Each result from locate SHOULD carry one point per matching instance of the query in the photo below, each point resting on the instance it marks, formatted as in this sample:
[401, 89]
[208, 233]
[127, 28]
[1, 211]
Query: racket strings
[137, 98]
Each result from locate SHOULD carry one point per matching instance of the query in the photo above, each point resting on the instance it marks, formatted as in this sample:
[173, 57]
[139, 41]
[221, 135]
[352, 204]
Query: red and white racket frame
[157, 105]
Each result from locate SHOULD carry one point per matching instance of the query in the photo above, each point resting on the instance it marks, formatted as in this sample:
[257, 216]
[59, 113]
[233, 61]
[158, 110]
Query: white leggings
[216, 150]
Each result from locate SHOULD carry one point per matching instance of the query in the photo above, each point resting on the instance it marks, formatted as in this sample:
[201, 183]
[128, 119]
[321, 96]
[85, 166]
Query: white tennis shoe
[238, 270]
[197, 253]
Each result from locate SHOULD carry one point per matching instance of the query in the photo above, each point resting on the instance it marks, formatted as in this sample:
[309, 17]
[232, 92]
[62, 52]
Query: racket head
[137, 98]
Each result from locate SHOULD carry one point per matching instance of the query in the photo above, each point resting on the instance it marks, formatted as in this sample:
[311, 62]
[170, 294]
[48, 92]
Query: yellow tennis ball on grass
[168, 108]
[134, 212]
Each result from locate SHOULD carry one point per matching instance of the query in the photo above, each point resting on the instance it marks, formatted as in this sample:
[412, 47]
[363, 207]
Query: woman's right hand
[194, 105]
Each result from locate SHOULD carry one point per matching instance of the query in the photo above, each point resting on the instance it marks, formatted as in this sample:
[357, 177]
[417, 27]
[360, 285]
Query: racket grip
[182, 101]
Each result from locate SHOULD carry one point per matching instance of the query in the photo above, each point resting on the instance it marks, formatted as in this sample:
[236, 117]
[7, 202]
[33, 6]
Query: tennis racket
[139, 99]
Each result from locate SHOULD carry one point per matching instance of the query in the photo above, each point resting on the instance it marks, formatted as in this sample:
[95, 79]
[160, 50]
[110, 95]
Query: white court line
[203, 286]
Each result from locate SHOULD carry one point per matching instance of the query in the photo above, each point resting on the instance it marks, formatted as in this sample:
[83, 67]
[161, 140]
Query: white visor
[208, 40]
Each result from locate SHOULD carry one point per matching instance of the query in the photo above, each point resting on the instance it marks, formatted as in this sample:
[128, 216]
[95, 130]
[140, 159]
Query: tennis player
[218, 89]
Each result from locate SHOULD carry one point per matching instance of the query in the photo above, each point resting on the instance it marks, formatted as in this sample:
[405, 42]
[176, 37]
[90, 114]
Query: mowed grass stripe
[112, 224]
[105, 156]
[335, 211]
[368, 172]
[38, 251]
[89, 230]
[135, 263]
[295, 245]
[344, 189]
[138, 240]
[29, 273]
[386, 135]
......
• REQUIREMENTS
Write every record out again, unaltered.

• ANSWER FOR THE TASK
Each result from locate SHOULD carry one point per matching instance of the query in the photo below, each point resting on the instance it marks, formatted as in this sample:
[401, 89]
[208, 233]
[127, 28]
[1, 211]
Query: racket strings
[137, 98]
Each result from locate SHOULD carry one point per matching instance of the query in the photo above, each point resting on the instance it marks, formatted as in this sample:
[173, 57]
[139, 41]
[221, 135]
[352, 204]
Query: red and white racket frame
[157, 105]
Each result from locate SHOULD carry one point per matching instance of the query in the photo above, each point resting on the instance it marks, formatted as in this sample:
[257, 216]
[59, 113]
[233, 61]
[158, 110]
Query: white leggings
[216, 150]
Each result from locate SHOULD carry one point per matching instance of the query in the photo above, each point resting on the instance it marks, formatted as in this sample:
[201, 183]
[128, 119]
[321, 96]
[85, 166]
Query: white tennis shoe
[238, 270]
[197, 253]
Each result from locate SHOULD carry one point per matching instance of the query in the photo above, each point resting on the instance it marks, formatted as in this sample:
[309, 17]
[232, 92]
[62, 52]
Query: racket head
[137, 98]
Each result from locate SHOULD carry one point per matching instance of the query in the photo above, each point resting on the instance it marks, formatted as in this sample:
[311, 62]
[170, 294]
[48, 92]
Query: yellow tennis ball on grass
[168, 108]
[134, 212]
Each result from locate SHOULD carry one point per matching instance of the query in the photo above, each point resting on the instance it marks, formatted as in this sample:
[412, 47]
[363, 207]
Query: woman's right hand
[194, 105]
Each result from locate SHOULD carry one point per matching instance of the query in the photo above, each point resting on the instance it marks, formatted as in this sample:
[357, 177]
[417, 27]
[360, 285]
Query: racket grip
[182, 101]
Each result from locate SHOULD carry one point per matching instance of the query in the photo above, each point resting on the instance it marks, formatted as in this sample:
[236, 117]
[7, 202]
[33, 6]
Query: tennis racket
[139, 99]
Each result from locate SHOULD carry one point per matching instance of the query in the photo above, each point resting on the instance it marks, formatted as in this sample:
[95, 79]
[160, 50]
[110, 95]
Query: white court line
[203, 286]
Each result from locate SHOULD carry one point per matching instance of the query in the photo above, each point resting on the instance it marks, formatted as in this sample:
[83, 67]
[161, 140]
Query: white visor
[208, 40]
Each result from locate SHOULD carry one point per matching instance of the query in the photo above, each point resting on the instance it marks, formatted as in this sample:
[128, 216]
[95, 130]
[140, 159]
Query: tennis player
[218, 89]
Each result from locate SHOULD carry one point per matching instance of the query in the photo above, each point resting on the instance it marks, formatted as in this sample:
[405, 42]
[176, 37]
[90, 114]
Query: mowed grass stripe
[112, 224]
[105, 156]
[335, 211]
[368, 172]
[38, 251]
[89, 230]
[135, 263]
[295, 245]
[344, 189]
[138, 240]
[29, 273]
[386, 135]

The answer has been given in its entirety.